▶ _Data under study_:
/---

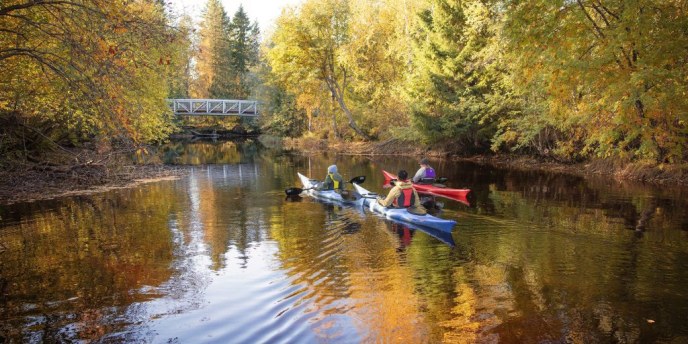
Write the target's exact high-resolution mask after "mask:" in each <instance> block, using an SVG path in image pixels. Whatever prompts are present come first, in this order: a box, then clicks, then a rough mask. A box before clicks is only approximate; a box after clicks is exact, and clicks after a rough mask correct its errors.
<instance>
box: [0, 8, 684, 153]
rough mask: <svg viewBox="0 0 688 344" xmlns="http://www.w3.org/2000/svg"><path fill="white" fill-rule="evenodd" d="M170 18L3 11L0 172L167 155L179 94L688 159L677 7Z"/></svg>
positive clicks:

\---
/---

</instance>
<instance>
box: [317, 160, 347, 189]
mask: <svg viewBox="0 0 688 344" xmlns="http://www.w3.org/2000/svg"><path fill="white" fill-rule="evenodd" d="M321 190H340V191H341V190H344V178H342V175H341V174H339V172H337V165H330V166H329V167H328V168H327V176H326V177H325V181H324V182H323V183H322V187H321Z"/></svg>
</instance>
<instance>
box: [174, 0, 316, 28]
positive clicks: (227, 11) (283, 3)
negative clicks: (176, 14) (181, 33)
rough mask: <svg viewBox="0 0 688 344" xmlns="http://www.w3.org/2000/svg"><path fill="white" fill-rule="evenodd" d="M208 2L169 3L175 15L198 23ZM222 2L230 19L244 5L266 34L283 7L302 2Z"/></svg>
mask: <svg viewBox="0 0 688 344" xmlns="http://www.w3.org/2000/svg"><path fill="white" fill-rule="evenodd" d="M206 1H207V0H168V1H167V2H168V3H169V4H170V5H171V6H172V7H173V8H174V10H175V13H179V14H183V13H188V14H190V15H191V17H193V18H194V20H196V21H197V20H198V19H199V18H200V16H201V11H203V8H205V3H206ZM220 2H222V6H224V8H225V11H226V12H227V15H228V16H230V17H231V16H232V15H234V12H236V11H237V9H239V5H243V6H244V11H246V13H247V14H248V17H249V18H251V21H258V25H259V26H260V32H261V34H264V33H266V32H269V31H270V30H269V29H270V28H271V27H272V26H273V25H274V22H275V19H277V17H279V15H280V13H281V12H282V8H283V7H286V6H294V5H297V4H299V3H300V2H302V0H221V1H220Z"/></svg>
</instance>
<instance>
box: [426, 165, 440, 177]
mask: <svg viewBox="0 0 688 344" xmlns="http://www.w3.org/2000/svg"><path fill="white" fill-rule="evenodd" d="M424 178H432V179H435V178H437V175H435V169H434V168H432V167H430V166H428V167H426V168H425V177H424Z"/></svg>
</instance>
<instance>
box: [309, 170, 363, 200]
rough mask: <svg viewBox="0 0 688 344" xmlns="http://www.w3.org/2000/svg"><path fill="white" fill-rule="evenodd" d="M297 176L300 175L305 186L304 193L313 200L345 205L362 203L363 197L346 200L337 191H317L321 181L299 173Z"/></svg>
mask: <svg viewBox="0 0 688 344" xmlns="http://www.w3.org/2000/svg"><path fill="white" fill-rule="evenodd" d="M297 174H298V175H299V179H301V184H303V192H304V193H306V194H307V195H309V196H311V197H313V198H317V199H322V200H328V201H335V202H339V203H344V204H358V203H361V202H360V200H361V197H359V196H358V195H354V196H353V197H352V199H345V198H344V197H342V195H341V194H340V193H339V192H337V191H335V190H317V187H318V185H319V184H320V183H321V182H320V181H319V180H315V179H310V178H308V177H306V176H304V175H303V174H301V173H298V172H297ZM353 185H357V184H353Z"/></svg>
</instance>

\---
/---

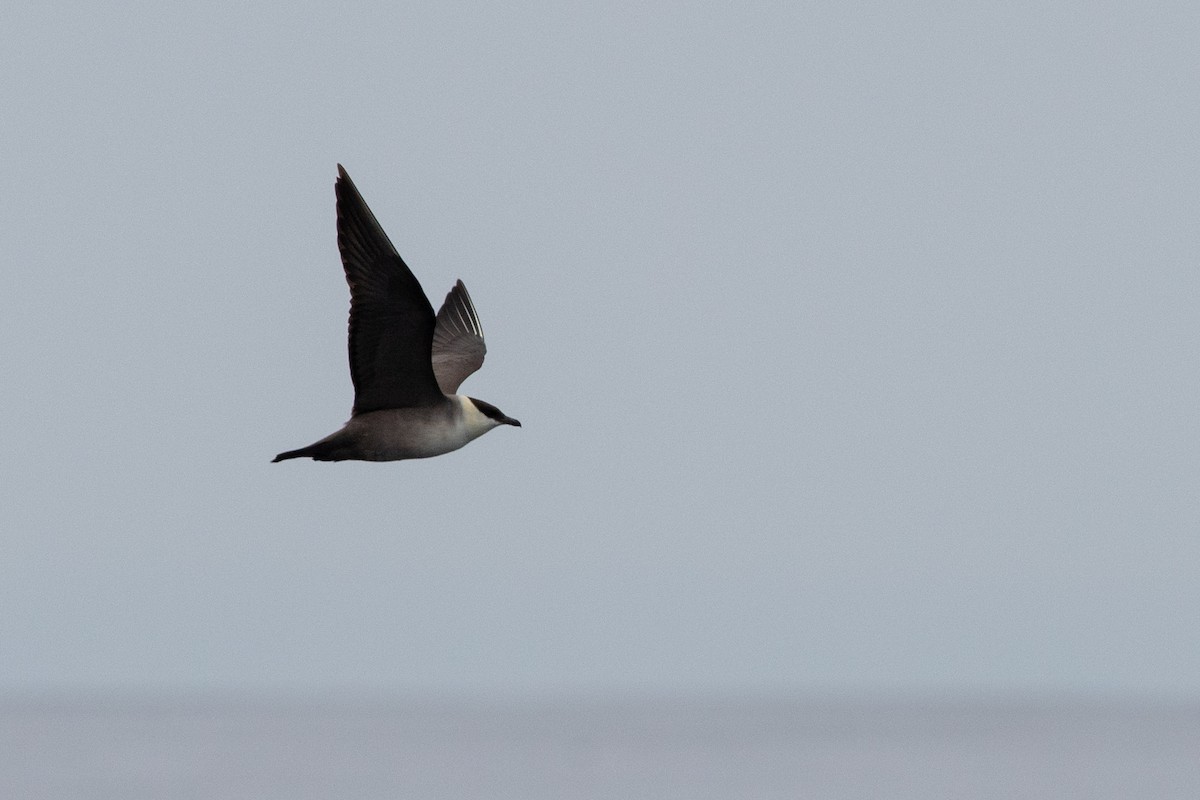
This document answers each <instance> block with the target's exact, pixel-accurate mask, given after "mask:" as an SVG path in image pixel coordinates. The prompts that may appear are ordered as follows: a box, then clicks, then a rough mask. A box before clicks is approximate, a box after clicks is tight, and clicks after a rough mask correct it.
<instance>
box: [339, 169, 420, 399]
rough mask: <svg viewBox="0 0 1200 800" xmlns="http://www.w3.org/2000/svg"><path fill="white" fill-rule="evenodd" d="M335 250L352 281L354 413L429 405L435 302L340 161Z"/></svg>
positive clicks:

\---

Extract every row above that contains the string "after". Case counts.

Write the target's exact high-resolution mask after "mask:" in each <instance> block, using an SVG path in image pixels. Whatever prompts are present come first, in this order: a box, then clicks, then a rough mask. A box before clicks is only approximate; a box after clicks is exact, and clicks after a rough mask correct its errors.
This document answers each <instance> block with the target's exact, pixel-accurate mask, given after "mask:" as an SVG path in image pixel coordinates. The prompts that may appear are ordered as follows: a box, then clicks, then a rough mask. A box before clicks is approximate, a box after clicks is tight, and clicks after a rough mask correct it.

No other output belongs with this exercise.